[Prompt] Please format the entries below as a numbered list, starting at the line that contains "Pin every instance of the shrub." and ending at the line that contains "Pin every instance of the mediaexpert", with both of those lines included and blank lines omitted.

[Source data]
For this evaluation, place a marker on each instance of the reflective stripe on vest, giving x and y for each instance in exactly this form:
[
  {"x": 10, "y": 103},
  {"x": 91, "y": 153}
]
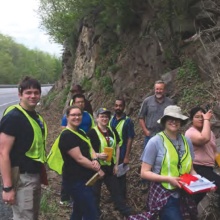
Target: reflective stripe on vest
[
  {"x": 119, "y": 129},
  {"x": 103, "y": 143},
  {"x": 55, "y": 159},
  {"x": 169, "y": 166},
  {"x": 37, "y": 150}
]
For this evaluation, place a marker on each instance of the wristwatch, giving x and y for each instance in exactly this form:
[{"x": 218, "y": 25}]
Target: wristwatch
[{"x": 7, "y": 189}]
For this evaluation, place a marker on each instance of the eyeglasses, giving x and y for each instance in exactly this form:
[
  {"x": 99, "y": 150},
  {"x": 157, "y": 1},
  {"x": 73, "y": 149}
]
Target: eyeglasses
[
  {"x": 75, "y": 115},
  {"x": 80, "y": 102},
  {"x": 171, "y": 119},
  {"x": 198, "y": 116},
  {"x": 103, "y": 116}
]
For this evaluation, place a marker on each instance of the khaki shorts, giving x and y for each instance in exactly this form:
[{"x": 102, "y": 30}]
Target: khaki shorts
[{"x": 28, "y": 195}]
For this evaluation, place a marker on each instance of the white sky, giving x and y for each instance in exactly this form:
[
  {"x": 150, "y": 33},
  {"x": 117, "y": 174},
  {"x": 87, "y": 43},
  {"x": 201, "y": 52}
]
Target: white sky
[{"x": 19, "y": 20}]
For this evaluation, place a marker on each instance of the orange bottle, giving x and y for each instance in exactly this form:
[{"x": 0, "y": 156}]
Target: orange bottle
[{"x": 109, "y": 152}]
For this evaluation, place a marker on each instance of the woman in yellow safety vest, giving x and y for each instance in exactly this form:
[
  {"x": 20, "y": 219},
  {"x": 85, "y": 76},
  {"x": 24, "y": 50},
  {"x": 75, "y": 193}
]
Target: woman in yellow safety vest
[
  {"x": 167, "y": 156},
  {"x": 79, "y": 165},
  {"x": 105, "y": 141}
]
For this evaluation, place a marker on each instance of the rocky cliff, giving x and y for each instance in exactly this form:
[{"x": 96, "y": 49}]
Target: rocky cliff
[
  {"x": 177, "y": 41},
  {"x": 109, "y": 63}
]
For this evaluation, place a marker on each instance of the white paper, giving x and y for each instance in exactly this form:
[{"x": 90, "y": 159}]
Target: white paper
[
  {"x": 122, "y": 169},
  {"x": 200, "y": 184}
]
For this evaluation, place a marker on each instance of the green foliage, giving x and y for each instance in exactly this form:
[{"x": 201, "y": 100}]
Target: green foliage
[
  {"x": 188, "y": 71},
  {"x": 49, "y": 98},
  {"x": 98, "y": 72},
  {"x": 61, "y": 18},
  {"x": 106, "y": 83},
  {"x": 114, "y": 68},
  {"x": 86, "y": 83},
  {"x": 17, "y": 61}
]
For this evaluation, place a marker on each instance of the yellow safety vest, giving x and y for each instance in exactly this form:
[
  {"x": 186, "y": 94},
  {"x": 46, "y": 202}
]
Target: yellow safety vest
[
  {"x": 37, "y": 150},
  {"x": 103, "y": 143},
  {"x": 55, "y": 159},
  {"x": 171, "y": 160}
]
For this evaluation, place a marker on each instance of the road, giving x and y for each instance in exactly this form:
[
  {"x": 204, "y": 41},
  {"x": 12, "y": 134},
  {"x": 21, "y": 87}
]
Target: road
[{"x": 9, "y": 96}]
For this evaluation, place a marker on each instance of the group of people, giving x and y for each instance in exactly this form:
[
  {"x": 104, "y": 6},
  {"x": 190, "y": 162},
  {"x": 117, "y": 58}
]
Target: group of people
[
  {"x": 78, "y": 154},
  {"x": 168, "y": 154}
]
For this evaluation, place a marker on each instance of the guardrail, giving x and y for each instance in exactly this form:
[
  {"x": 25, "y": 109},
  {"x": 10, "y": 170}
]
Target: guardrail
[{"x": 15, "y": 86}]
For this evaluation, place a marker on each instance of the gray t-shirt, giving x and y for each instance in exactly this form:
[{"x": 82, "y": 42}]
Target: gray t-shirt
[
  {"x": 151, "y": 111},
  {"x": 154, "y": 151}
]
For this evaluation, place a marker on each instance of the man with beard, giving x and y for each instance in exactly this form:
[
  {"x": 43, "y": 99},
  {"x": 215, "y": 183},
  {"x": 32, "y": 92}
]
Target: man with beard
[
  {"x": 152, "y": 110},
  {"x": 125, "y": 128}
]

==

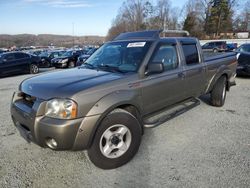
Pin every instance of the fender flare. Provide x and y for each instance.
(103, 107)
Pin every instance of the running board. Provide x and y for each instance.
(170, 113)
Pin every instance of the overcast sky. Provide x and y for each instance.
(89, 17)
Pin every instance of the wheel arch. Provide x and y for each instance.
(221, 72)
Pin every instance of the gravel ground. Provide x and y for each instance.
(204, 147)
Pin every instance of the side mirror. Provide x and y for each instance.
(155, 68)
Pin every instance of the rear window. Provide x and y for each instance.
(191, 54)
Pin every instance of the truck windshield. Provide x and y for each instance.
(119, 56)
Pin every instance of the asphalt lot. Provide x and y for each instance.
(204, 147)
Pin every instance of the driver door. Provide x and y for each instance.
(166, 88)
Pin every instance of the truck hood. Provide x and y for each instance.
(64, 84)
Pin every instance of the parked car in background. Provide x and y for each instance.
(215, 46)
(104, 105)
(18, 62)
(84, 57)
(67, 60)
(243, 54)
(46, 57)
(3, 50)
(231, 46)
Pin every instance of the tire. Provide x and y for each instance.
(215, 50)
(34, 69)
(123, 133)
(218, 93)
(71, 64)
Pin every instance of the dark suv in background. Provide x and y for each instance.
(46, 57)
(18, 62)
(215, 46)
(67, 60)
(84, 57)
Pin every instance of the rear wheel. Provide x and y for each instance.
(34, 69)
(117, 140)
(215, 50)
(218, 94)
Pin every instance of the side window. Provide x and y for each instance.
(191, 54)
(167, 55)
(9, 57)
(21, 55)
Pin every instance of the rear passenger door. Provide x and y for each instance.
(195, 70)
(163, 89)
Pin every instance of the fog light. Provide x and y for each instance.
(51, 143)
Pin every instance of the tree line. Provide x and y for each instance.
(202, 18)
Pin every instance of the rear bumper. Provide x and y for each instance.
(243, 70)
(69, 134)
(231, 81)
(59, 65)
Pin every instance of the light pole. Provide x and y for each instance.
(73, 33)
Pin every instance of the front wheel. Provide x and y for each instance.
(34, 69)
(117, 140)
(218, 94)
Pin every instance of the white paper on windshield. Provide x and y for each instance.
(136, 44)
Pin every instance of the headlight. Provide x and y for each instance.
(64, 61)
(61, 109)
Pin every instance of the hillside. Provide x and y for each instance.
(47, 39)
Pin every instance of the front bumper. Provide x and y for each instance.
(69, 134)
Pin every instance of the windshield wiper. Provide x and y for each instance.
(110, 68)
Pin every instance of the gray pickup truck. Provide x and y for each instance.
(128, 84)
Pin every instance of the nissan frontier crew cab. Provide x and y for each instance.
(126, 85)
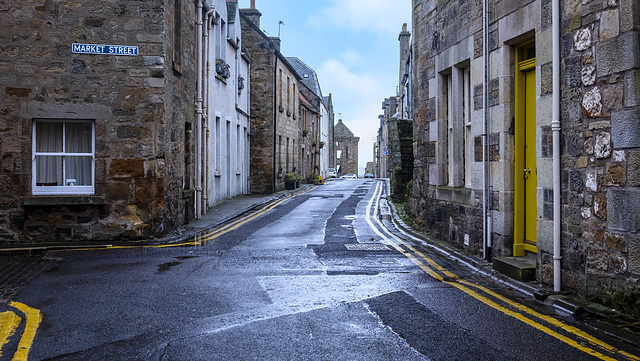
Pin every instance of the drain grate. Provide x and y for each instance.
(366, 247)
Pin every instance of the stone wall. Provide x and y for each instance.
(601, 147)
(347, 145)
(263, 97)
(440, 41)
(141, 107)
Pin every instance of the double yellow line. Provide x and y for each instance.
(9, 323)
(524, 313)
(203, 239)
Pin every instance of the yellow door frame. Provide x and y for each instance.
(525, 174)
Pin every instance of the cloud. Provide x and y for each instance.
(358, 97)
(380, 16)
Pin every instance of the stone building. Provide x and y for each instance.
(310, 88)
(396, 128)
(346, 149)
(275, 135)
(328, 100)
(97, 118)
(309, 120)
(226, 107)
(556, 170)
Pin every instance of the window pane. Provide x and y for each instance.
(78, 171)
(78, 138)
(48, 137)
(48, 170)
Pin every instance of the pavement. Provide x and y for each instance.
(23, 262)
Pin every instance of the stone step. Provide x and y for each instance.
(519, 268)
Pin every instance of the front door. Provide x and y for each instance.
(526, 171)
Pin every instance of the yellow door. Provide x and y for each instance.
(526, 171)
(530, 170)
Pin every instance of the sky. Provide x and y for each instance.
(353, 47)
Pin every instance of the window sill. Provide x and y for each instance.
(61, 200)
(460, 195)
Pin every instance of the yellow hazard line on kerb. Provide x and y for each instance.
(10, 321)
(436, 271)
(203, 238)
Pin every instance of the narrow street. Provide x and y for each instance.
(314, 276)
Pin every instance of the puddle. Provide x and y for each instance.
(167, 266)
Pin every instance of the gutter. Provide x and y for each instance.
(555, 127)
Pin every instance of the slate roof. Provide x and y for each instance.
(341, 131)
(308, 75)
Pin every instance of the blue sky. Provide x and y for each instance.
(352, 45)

* * *

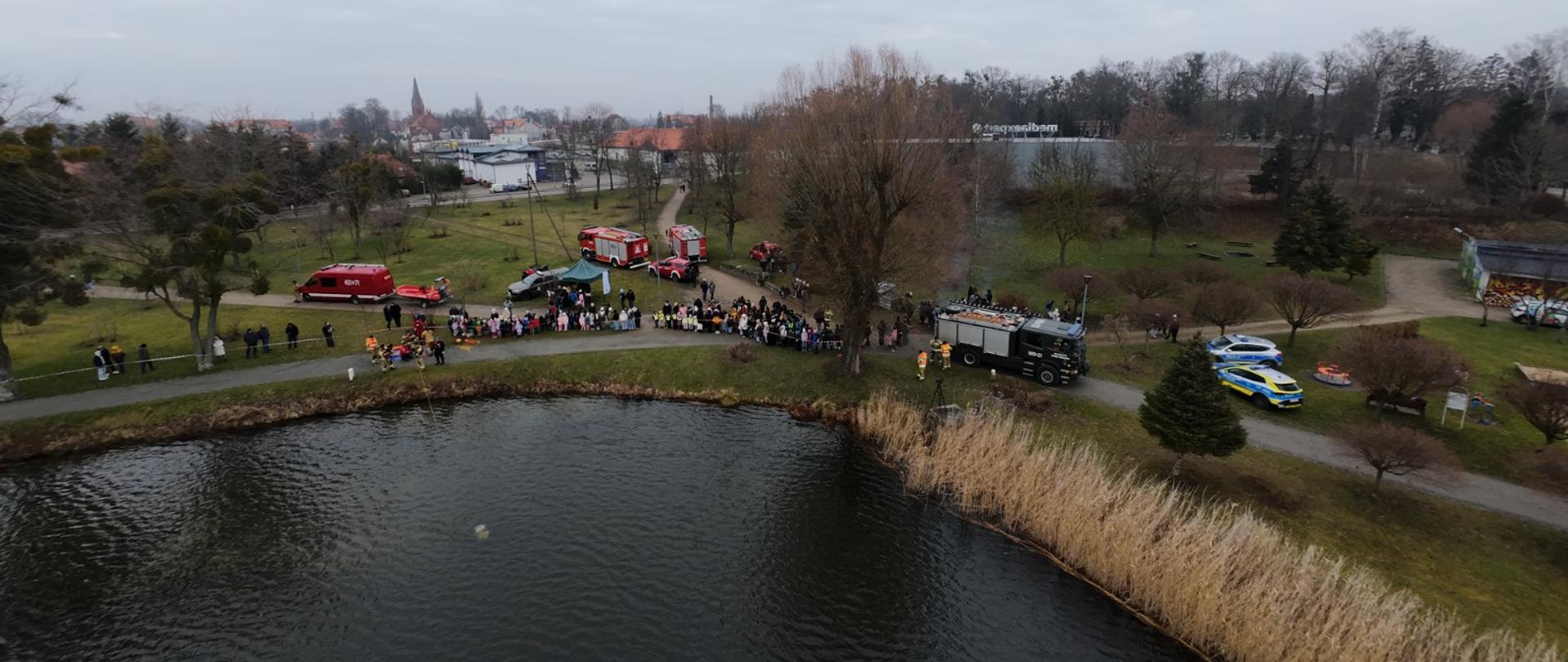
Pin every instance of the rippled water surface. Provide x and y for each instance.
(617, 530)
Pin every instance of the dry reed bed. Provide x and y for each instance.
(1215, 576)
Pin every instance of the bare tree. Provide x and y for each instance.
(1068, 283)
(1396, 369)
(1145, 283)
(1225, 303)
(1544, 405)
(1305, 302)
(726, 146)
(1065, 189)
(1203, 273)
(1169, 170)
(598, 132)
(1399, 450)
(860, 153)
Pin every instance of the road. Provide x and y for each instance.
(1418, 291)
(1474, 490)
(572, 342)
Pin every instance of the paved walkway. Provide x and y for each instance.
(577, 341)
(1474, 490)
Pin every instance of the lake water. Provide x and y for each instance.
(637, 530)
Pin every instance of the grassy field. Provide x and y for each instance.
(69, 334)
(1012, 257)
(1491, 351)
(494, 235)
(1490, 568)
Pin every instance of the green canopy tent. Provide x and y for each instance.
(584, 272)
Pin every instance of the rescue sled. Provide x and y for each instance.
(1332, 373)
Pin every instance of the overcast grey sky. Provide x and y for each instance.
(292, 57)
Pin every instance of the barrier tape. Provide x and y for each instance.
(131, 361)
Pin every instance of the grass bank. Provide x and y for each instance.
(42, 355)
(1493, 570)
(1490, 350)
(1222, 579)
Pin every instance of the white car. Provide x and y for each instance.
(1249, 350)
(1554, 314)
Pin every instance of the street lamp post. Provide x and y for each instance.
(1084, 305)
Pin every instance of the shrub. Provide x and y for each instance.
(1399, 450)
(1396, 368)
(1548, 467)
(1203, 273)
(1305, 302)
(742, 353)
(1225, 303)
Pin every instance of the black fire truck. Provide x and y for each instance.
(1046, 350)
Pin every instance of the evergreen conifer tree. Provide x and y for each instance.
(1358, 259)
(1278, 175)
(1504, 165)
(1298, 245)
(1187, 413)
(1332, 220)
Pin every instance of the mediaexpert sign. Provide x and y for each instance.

[Exercise answer]
1. Pin every instance of the shrub. Provide x and y for each instance.
2. (1399, 450)
3. (1396, 368)
4. (1548, 467)
5. (1203, 273)
6. (1305, 302)
7. (742, 353)
8. (1225, 303)
9. Pin every instance of the black fire truck. Provide x and y for each instance.
10. (1046, 350)
11. Pin every instance of the evergreen conifer tree. Provide x and y for each instance.
12. (1358, 259)
13. (1278, 175)
14. (1504, 165)
15. (1298, 245)
16. (1187, 413)
17. (1332, 220)
18. Pin every instance of the mediaexpert sign. Provide x and y for each instance.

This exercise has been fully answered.